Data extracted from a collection
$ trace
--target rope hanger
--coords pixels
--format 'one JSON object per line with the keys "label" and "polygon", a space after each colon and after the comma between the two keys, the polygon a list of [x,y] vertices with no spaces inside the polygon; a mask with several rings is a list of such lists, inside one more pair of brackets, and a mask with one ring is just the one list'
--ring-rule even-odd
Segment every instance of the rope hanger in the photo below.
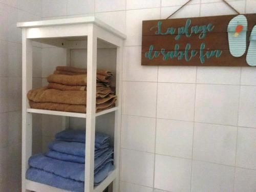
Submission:
{"label": "rope hanger", "polygon": [[[166,19],[168,19],[169,17],[170,17],[174,15],[176,13],[177,13],[178,11],[179,11],[180,9],[181,9],[183,7],[184,7],[186,5],[187,5],[188,3],[191,2],[192,0],[188,0],[187,3],[184,4],[183,5],[182,5],[181,7],[180,7],[179,9],[178,9],[177,10],[176,10],[174,13],[172,13],[170,16],[169,16],[168,17],[167,17]],[[229,4],[228,3],[227,3],[225,0],[222,0],[222,1],[226,4],[228,7],[231,8],[234,11],[235,11],[237,14],[240,14],[240,13],[239,13],[236,9],[234,9],[233,7],[232,7],[230,4]]]}

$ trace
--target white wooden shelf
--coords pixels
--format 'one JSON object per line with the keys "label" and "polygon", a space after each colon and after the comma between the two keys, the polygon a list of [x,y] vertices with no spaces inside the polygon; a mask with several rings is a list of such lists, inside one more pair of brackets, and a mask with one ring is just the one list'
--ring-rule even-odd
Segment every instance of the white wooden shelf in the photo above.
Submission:
{"label": "white wooden shelf", "polygon": [[[94,187],[94,192],[101,192],[105,189],[116,178],[116,169],[109,174],[109,176],[99,185]],[[26,188],[28,190],[36,192],[70,192],[34,181],[26,180]]]}
{"label": "white wooden shelf", "polygon": [[[28,161],[32,155],[32,114],[63,116],[64,129],[68,129],[68,117],[85,119],[86,129],[84,191],[102,192],[113,182],[113,191],[119,191],[120,156],[121,117],[122,103],[122,82],[123,79],[123,48],[126,36],[116,29],[94,17],[63,18],[32,22],[19,23],[17,27],[22,28],[23,52],[23,104],[22,104],[22,192],[64,192],[47,185],[28,180],[26,173],[29,166]],[[33,41],[41,42],[67,49],[67,58],[70,58],[70,50],[86,50],[87,58],[84,68],[87,69],[87,113],[65,112],[57,111],[31,109],[27,97],[32,89]],[[118,106],[95,113],[96,83],[97,50],[99,49],[116,50],[116,94]],[[100,54],[99,54],[100,55]],[[67,59],[67,66],[71,66],[70,59]],[[72,66],[72,65],[71,65]],[[113,123],[114,164],[115,169],[98,186],[94,186],[94,170],[96,117],[115,112]]]}
{"label": "white wooden shelf", "polygon": [[[115,106],[108,110],[101,111],[100,112],[96,113],[96,116],[99,116],[109,113],[113,112],[113,111],[117,111],[118,109],[118,106]],[[37,109],[28,108],[27,109],[28,113],[38,113],[40,114],[58,115],[60,116],[71,117],[78,117],[86,118],[86,113],[73,113],[73,112],[65,112],[58,111],[52,111],[52,110],[39,110]]]}

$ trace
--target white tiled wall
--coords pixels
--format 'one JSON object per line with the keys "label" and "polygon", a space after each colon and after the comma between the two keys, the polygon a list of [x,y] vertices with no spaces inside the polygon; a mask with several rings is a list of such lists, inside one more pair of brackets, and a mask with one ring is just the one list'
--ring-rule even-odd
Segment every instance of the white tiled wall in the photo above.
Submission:
{"label": "white tiled wall", "polygon": [[[256,13],[256,0],[227,1]],[[95,15],[127,36],[121,192],[254,192],[256,68],[140,65],[141,21],[186,2],[42,0],[42,10],[45,19]],[[194,0],[172,18],[233,13]]]}
{"label": "white tiled wall", "polygon": [[[41,19],[41,0],[0,0],[1,192],[21,191],[22,33],[16,23]],[[33,77],[40,77],[34,78],[36,86],[41,84],[41,48],[33,51]],[[40,126],[33,130],[34,153],[40,150]]]}

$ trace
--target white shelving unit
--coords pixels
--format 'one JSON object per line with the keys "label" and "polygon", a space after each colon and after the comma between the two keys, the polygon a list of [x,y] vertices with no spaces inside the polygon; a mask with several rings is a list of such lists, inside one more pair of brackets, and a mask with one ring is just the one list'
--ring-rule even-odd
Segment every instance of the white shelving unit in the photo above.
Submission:
{"label": "white shelving unit", "polygon": [[[94,17],[71,18],[19,23],[22,28],[23,114],[22,114],[22,191],[65,191],[50,186],[26,179],[28,160],[32,154],[33,113],[78,117],[86,119],[86,192],[102,192],[113,182],[113,191],[119,189],[121,109],[124,41],[126,36]],[[27,93],[32,84],[32,41],[43,42],[71,49],[87,49],[87,114],[37,110],[30,108]],[[96,113],[96,83],[97,48],[116,48],[115,107]],[[67,54],[67,56],[68,54]],[[106,66],[106,68],[108,66]],[[94,186],[94,141],[96,117],[115,113],[114,165],[115,169],[99,185]],[[66,117],[63,118],[65,119]]]}

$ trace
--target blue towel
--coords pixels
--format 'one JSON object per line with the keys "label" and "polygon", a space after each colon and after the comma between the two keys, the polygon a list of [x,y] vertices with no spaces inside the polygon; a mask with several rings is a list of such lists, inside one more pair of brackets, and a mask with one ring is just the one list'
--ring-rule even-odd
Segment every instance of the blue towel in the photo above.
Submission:
{"label": "blue towel", "polygon": [[[109,173],[113,170],[114,166],[111,162],[106,164],[100,172],[94,175],[95,185],[100,184],[108,176]],[[31,167],[28,169],[26,178],[31,181],[71,191],[83,192],[84,191],[83,182],[65,178],[37,168]]]}
{"label": "blue towel", "polygon": [[[109,144],[105,143],[101,148],[95,148],[95,153],[96,154],[99,150],[109,147]],[[51,150],[82,157],[84,157],[86,154],[86,144],[82,143],[54,141],[48,145],[48,147]]]}
{"label": "blue towel", "polygon": [[[95,174],[100,171],[104,166],[113,159],[109,157],[103,157],[94,163]],[[84,164],[77,163],[52,159],[38,154],[29,159],[30,166],[50,172],[67,179],[84,181]]]}
{"label": "blue towel", "polygon": [[[86,142],[86,131],[82,130],[67,130],[55,135],[56,140],[69,142]],[[95,133],[95,147],[109,143],[110,137],[100,133]]]}
{"label": "blue towel", "polygon": [[[105,148],[103,150],[97,151],[97,154],[94,156],[94,164],[98,161],[101,161],[101,159],[106,159],[112,158],[114,153],[113,148]],[[45,156],[52,158],[58,159],[60,160],[73,162],[74,163],[84,163],[84,157],[79,157],[77,156],[67,154],[51,150],[45,154]]]}

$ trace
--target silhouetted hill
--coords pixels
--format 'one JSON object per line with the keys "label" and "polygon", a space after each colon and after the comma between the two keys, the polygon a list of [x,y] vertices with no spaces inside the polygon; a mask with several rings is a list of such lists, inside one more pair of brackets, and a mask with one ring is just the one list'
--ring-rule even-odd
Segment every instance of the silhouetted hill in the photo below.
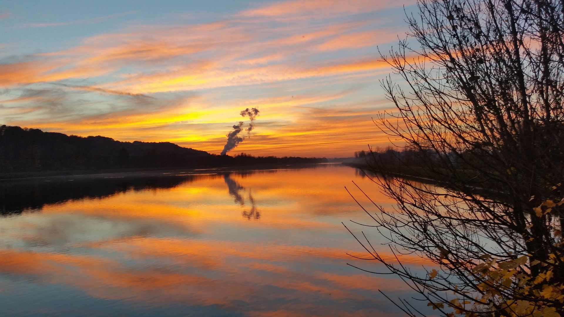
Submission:
{"label": "silhouetted hill", "polygon": [[67,135],[0,126],[0,173],[168,169],[315,163],[303,157],[219,156],[169,142],[121,142],[104,137]]}

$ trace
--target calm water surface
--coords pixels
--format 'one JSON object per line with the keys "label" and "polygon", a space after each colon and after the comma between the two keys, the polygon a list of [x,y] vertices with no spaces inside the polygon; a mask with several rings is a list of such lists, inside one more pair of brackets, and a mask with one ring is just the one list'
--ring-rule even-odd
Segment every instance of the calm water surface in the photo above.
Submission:
{"label": "calm water surface", "polygon": [[2,185],[0,316],[402,315],[346,265],[381,268],[346,254],[369,222],[344,186],[391,203],[355,169],[161,174]]}

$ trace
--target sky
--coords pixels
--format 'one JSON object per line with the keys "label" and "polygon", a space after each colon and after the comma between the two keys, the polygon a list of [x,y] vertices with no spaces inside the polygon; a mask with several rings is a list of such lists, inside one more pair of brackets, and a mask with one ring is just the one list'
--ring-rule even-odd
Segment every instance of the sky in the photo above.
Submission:
{"label": "sky", "polygon": [[219,154],[351,156],[412,0],[2,0],[0,124]]}

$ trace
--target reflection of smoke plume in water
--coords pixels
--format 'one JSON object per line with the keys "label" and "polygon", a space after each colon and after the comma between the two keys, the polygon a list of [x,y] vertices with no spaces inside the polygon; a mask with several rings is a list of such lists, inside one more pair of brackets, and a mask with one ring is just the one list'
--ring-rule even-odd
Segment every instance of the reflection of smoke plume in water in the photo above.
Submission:
{"label": "reflection of smoke plume in water", "polygon": [[233,180],[233,179],[230,177],[228,174],[224,175],[223,178],[225,180],[225,183],[227,184],[227,188],[229,188],[230,195],[232,195],[235,197],[235,203],[244,206],[245,200],[243,199],[243,196],[241,196],[241,194],[239,193],[239,191],[244,189],[245,187],[241,186],[239,183]]}
{"label": "reflection of smoke plume in water", "polygon": [[[250,120],[249,127],[245,129],[248,135],[250,135],[250,131],[254,127],[254,119],[258,115],[259,112],[259,111],[256,108],[252,108],[250,110],[248,108],[239,113],[243,117],[249,117],[249,119]],[[221,151],[221,155],[225,155],[245,139],[245,137],[239,136],[239,133],[243,130],[243,121],[239,121],[239,124],[233,126],[233,131],[227,134],[227,143],[223,147],[223,151]]]}
{"label": "reflection of smoke plume in water", "polygon": [[258,220],[261,218],[261,213],[259,212],[258,209],[254,205],[254,199],[253,198],[253,195],[250,193],[250,190],[249,190],[249,200],[251,204],[250,210],[248,212],[243,210],[243,212],[241,213],[241,214],[244,217],[247,218],[247,220],[250,220],[251,219]]}

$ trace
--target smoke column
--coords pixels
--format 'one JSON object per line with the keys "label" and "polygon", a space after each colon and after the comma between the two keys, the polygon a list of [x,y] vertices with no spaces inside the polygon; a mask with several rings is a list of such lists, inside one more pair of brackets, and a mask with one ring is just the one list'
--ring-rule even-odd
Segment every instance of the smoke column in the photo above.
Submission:
{"label": "smoke column", "polygon": [[258,113],[260,111],[258,111],[256,108],[252,108],[250,110],[249,108],[246,108],[241,112],[240,115],[243,117],[248,116],[249,119],[250,120],[250,123],[249,124],[249,127],[245,129],[245,131],[247,131],[249,134],[251,131],[253,131],[253,128],[254,127],[254,118],[258,116]]}
{"label": "smoke column", "polygon": [[[247,135],[250,135],[250,131],[253,131],[254,127],[254,119],[258,116],[260,112],[256,108],[252,108],[250,110],[246,108],[239,113],[242,117],[249,117],[250,123],[249,124],[249,127],[245,129],[247,131]],[[221,155],[225,155],[228,152],[231,151],[235,147],[239,145],[245,139],[245,137],[239,137],[239,133],[243,130],[243,122],[239,121],[239,124],[233,126],[233,131],[227,134],[227,143],[223,147],[223,151],[221,151]]]}

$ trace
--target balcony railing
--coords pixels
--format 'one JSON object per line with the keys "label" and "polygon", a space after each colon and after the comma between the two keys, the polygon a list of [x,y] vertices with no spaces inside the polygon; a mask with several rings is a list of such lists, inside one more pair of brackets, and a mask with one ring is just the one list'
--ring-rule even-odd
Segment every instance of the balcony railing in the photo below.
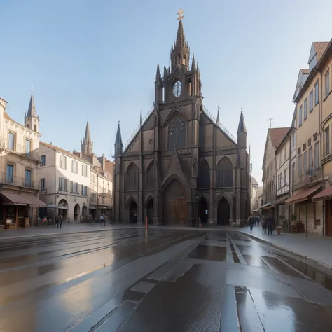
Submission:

**Given instruction:** Locate every line of the material that contains the string "target" and copy each such line.

**Response:**
--target rope hanger
--target white wooden shelf
--target white tiled wall
--target white shelving unit
--target blue towel
--target silhouetted hill
--target calm water surface
--target sky
--target reflection of smoke plume in water
--target smoke column
--target balcony railing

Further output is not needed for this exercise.